▶ _DIRECTIONS_
In the data below, one line contains "x=351, y=111" and a later one contains "x=357, y=130". Print both, with every line between them, exactly and alone.

▶ _PROVIDED DATA_

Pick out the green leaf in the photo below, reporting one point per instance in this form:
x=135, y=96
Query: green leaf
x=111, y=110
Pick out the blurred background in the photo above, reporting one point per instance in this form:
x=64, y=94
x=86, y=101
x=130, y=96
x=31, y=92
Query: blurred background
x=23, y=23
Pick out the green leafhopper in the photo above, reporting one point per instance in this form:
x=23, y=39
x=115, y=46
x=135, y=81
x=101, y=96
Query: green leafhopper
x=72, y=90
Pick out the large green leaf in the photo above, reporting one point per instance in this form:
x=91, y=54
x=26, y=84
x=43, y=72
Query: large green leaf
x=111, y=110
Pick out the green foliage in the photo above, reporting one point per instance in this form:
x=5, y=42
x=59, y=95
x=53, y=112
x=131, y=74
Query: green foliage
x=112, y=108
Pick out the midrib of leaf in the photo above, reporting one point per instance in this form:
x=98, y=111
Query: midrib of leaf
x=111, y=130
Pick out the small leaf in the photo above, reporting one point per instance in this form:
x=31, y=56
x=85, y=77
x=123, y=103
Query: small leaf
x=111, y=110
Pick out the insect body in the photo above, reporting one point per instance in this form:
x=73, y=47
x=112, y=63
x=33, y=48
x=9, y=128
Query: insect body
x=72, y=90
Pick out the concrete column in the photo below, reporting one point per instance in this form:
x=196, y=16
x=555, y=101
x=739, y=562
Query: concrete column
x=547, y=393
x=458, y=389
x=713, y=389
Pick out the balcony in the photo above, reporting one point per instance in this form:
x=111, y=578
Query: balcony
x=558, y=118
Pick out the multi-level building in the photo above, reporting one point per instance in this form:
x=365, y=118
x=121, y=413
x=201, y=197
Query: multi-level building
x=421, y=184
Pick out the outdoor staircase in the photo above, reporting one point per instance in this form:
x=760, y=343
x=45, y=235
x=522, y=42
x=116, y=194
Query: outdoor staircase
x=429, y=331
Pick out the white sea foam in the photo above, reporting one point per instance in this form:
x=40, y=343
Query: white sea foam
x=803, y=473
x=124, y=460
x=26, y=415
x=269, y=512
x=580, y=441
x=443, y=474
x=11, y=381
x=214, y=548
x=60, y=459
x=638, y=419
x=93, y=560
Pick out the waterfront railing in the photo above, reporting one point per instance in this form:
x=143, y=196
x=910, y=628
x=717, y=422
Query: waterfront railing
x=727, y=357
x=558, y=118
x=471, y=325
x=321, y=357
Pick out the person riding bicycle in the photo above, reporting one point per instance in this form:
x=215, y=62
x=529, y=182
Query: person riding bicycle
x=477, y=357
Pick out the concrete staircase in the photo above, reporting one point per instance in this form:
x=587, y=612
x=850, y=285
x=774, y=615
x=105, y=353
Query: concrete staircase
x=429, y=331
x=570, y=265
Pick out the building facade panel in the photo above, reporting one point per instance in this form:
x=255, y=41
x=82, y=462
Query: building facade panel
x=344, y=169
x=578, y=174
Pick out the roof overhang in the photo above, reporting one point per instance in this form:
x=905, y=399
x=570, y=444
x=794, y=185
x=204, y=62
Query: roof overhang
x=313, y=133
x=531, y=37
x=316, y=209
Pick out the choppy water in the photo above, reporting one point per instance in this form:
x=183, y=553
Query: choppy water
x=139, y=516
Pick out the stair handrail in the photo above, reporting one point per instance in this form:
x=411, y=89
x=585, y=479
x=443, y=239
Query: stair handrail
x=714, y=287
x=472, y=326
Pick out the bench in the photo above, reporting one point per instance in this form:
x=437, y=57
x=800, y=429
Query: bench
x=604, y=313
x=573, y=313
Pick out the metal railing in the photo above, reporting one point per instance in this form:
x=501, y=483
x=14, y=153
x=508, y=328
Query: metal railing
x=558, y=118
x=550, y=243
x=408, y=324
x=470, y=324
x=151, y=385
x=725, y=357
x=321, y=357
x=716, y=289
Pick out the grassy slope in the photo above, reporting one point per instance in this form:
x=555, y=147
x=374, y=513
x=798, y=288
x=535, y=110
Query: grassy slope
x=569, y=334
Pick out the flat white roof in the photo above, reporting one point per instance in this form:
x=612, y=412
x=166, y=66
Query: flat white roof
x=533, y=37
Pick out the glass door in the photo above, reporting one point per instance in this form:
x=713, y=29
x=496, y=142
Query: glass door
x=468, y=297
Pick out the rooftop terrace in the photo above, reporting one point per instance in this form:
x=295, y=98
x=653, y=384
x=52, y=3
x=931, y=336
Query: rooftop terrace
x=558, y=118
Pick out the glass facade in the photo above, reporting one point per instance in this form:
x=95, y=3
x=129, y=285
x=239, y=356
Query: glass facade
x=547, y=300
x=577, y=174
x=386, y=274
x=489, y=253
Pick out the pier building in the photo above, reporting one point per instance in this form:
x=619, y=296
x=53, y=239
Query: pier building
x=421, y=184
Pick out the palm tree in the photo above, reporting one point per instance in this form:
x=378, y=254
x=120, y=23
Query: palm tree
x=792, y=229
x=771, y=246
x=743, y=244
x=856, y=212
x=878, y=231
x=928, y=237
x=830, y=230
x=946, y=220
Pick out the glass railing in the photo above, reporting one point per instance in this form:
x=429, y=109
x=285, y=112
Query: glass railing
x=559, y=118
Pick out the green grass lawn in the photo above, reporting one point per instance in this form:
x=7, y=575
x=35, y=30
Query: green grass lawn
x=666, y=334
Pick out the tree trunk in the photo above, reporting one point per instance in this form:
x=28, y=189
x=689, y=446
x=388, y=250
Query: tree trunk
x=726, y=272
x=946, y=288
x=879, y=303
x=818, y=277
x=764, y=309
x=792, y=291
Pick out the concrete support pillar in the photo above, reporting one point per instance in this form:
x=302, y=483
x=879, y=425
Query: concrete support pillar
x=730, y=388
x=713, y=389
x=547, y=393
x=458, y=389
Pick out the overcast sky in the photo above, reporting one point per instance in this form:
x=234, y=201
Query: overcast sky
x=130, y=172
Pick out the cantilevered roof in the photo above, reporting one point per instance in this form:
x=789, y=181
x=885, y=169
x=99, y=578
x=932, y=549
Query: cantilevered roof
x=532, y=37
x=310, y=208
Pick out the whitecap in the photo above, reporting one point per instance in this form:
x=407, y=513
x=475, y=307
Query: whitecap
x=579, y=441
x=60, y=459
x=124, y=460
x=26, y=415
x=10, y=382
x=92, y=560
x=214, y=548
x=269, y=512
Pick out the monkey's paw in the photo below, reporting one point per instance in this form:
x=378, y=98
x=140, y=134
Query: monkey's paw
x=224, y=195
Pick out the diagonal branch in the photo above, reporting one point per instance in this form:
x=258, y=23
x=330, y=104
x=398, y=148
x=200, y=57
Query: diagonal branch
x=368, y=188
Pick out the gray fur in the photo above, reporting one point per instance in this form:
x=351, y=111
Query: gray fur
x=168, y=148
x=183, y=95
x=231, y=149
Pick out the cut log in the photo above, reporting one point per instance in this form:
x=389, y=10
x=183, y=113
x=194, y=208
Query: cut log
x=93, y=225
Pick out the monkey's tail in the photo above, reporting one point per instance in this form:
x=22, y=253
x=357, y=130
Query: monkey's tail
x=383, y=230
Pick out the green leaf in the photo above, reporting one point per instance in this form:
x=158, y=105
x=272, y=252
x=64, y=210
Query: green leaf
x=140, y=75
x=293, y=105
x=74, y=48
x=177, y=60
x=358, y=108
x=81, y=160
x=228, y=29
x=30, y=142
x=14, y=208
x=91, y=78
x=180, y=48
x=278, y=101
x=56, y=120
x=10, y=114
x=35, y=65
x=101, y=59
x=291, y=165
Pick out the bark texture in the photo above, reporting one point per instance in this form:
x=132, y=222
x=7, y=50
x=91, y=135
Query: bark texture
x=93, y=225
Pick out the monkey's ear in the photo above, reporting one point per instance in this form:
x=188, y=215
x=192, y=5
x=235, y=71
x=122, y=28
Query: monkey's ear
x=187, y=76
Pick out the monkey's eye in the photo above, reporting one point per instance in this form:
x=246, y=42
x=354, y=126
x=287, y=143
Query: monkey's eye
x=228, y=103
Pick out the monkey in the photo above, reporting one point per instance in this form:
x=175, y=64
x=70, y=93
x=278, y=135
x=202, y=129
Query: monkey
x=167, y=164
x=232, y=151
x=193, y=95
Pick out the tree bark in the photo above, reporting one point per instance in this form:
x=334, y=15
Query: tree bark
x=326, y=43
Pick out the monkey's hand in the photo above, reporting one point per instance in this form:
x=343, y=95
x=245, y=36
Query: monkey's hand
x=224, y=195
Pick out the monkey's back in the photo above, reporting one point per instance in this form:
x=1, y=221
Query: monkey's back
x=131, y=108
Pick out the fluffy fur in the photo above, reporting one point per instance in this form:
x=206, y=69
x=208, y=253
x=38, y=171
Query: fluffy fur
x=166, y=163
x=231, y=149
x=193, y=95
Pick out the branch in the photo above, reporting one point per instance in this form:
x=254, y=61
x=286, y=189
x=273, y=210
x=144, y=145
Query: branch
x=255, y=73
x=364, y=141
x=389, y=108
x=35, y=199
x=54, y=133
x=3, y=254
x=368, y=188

▶ _REPLY_
x=351, y=111
Query: gray fur
x=168, y=148
x=183, y=95
x=231, y=149
Pick out the cut log in the photo above, reporting one point per instance in this form:
x=389, y=10
x=183, y=113
x=194, y=208
Query: cut log
x=93, y=225
Pick out the monkey's tail in the photo above, reporting one point per instance in this form:
x=22, y=253
x=357, y=130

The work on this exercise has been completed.